• **REQUIREMENTS**:
Which lines of the data below contain the string "water"? Show each such line in full, and treat uppercase and lowercase as different.

• **LISTING**:
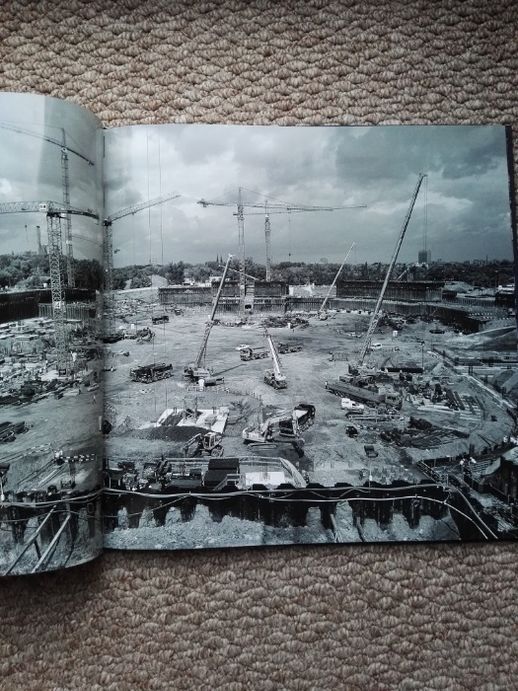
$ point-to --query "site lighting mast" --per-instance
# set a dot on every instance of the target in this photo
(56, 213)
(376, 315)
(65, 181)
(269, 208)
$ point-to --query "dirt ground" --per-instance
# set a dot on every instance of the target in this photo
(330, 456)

--

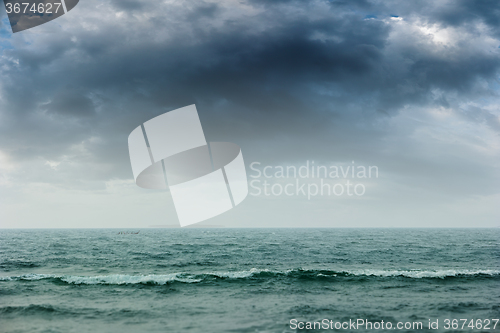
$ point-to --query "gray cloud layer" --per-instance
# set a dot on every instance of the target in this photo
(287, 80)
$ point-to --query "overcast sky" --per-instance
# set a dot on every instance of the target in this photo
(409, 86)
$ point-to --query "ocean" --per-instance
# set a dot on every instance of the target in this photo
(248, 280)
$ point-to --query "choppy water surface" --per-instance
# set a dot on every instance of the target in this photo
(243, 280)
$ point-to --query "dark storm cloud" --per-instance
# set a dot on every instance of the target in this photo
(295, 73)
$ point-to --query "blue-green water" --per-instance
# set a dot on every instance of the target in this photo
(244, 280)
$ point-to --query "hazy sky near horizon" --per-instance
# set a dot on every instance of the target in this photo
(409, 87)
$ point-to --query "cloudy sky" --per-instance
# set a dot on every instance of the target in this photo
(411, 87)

• **REPLY TO THE TASK**:
$ point-to --query "choppy water surface" --per-instance
$ point-to --query "blue-green water" --per-instance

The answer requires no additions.